• _Task input_
=== Section Start ===
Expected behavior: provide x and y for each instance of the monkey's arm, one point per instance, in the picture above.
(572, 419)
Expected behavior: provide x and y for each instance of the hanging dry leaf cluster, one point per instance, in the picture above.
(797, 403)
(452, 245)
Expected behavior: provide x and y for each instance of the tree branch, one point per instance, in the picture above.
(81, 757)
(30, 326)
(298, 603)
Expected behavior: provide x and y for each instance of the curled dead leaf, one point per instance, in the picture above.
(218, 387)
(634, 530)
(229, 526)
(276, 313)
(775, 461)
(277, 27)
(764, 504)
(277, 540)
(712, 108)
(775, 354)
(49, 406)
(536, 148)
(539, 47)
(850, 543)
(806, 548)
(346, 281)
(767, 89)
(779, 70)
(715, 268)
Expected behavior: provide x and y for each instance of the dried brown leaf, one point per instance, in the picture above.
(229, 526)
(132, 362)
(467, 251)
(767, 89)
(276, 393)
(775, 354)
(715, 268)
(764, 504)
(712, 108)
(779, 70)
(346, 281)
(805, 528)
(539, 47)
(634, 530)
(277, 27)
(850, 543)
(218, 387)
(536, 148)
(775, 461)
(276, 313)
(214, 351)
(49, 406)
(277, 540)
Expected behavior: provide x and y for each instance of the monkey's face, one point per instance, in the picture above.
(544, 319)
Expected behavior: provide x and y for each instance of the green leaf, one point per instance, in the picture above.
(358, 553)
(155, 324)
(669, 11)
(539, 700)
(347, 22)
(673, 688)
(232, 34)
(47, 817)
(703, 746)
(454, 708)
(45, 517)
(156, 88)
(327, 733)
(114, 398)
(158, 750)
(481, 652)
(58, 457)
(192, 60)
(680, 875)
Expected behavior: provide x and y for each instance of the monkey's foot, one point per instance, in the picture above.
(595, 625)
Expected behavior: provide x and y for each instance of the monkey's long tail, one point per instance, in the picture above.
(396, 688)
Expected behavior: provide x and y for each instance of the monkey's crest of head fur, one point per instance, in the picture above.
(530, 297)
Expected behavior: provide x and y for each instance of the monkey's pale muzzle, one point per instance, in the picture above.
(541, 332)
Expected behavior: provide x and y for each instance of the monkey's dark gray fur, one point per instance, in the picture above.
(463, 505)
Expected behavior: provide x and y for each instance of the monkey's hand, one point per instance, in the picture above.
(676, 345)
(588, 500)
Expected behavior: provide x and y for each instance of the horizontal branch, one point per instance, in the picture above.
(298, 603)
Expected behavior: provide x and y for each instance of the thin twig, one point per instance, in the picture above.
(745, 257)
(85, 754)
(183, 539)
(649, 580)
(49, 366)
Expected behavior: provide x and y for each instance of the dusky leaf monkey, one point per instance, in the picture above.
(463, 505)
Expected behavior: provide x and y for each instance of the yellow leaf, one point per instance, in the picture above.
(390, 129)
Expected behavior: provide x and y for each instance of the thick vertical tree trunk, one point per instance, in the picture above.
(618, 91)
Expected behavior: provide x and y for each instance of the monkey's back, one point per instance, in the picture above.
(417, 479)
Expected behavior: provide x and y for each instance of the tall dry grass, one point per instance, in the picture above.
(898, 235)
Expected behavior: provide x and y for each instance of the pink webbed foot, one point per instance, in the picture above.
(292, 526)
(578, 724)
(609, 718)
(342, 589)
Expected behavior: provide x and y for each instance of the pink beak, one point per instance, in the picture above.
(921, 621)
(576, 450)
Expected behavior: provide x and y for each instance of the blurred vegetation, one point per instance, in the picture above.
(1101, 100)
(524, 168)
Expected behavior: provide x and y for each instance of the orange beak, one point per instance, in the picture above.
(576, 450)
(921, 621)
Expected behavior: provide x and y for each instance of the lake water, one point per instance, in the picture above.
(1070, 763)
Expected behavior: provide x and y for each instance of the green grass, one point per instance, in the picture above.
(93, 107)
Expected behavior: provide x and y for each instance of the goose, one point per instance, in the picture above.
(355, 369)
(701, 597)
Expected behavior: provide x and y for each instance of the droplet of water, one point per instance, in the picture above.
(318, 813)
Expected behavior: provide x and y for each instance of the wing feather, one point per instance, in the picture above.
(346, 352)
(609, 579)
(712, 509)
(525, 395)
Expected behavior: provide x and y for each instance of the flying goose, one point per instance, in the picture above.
=== Section End ===
• _Problem to work on_
Nothing in the records may be left out; reproduce them exactly.

• _Exercise solution_
Expected behavior: provide x and y for each instance of the monkey's arm, one point per instance, in the picture above.
(572, 419)
Expected behavior: provide x and y for each instance of the hanging dry leaf cluster, one point per instance, in the picture above.
(797, 403)
(452, 245)
Expected behavior: provide x and y for each instance of the tree branch, one point per instance, in the picture above.
(81, 757)
(30, 326)
(298, 603)
Expected behavior: provide x and y for each instance of the curled dead leaf, one point per instance, in the picture above.
(218, 387)
(634, 530)
(229, 526)
(276, 313)
(775, 461)
(277, 27)
(764, 504)
(277, 540)
(712, 108)
(775, 354)
(49, 406)
(536, 148)
(539, 47)
(850, 543)
(806, 548)
(346, 281)
(767, 89)
(779, 70)
(715, 268)
Expected behavior: provide x and y for each instance of the dried brown leaf, one point per instance, in the picture above.
(229, 526)
(132, 362)
(467, 251)
(767, 89)
(276, 393)
(775, 354)
(715, 268)
(764, 504)
(712, 108)
(779, 70)
(346, 281)
(805, 528)
(539, 47)
(634, 530)
(277, 27)
(850, 543)
(218, 387)
(536, 148)
(775, 461)
(276, 313)
(214, 351)
(49, 406)
(277, 540)
Expected behavior: provide x and y for each instance of the monkey's face, one point per instance, in the picture above.
(544, 319)
Expected behavior: provide x and y for each instance of the green leaf, one point per instance, in the picture above.
(358, 553)
(155, 324)
(669, 11)
(539, 700)
(347, 22)
(673, 688)
(232, 34)
(47, 817)
(703, 746)
(454, 708)
(45, 517)
(156, 88)
(327, 733)
(114, 398)
(158, 750)
(481, 652)
(58, 457)
(192, 60)
(680, 875)
Expected behavior: provide x and y for each instance of the monkey's foot, one point per instance, in the picture above.
(595, 625)
Expected behavior: provide x and y for each instance of the monkey's long tail, one point per instance, in the picture above.
(396, 688)
Expected behavior: provide x and y for each instance of the monkey's crest of head fur, one point per instance, in the picture above.
(530, 297)
Expected behavior: provide x and y for each instance of the monkey's pale muzzle, one point per instance, in the picture above.
(541, 332)
Expected behavior: provide x and y for each instance of the monkey's dark gray fur, one point per instance, in the picture above.
(463, 505)
Expected behavior: provide x and y for each instance of the monkey's hand, one point per instance, in the picture above.
(676, 345)
(588, 500)
Expected behavior: provide x and y for each instance of the horizontal branch, one point per instance, in the picture above.
(298, 603)
Expected behavior: provide x and y for each instance of the thin twig, one point per instance, in the picture above.
(745, 257)
(85, 754)
(183, 539)
(649, 580)
(49, 366)
Expected behavior: provide x and y for each instance of the dusky leaf monkey, one point per instance, in the picture above.
(463, 505)
Expected behavior: provide x and y for each instance of the yellow leaf, one point per instance, in the picture above.
(390, 129)
Expected behavior: provide x and y for each instance of the thick vertical tree trunk, one point per instance, in the picture above.
(618, 91)
Expected behavior: provide x and y for each instance of the monkey's back, one point per instance, in the picture above.
(417, 479)
Expected behavior: provide x and y for each instance of the tall dry grass, one point per instance, in the picture above.
(898, 235)
Expected behavior: provide x and y for each instance of the pink webbed foot, one point per instance, in the picture above.
(292, 526)
(578, 724)
(609, 718)
(342, 589)
Expected behavior: provide x and y for each instance of the pink beak, one point per instance, in the picture above.
(921, 621)
(576, 450)
Expected behavior: provide x and y for each instance of the blurred vegetation, one point per instance, in the picture above.
(1101, 100)
(524, 168)
Expected behavior: provide x and y for each instance of the orange beak, one point per instance, in the picture above.
(576, 450)
(921, 621)
Expected behavior: provide x and y for each instance of the lake water, one point per instance, in the picture above.
(1070, 763)
Expected behavior: provide x and y for each instance of the green grass, one point per instance, in the picture above.
(93, 107)
Expected behavior: provide x and y for each instance of the goose, one point per instance, in the picture above.
(355, 369)
(701, 597)
Expected behavior: provide x and y for each instance of the droplet of water, one point per instance, in the picture above.
(318, 813)
Expected behavior: provide x and y for each instance of the wing feather, one point per instance, in the picture above.
(346, 352)
(609, 579)
(712, 509)
(525, 395)
Expected behavior: provide x and y for each instance of the flying goose, one point per instance, in the picture above.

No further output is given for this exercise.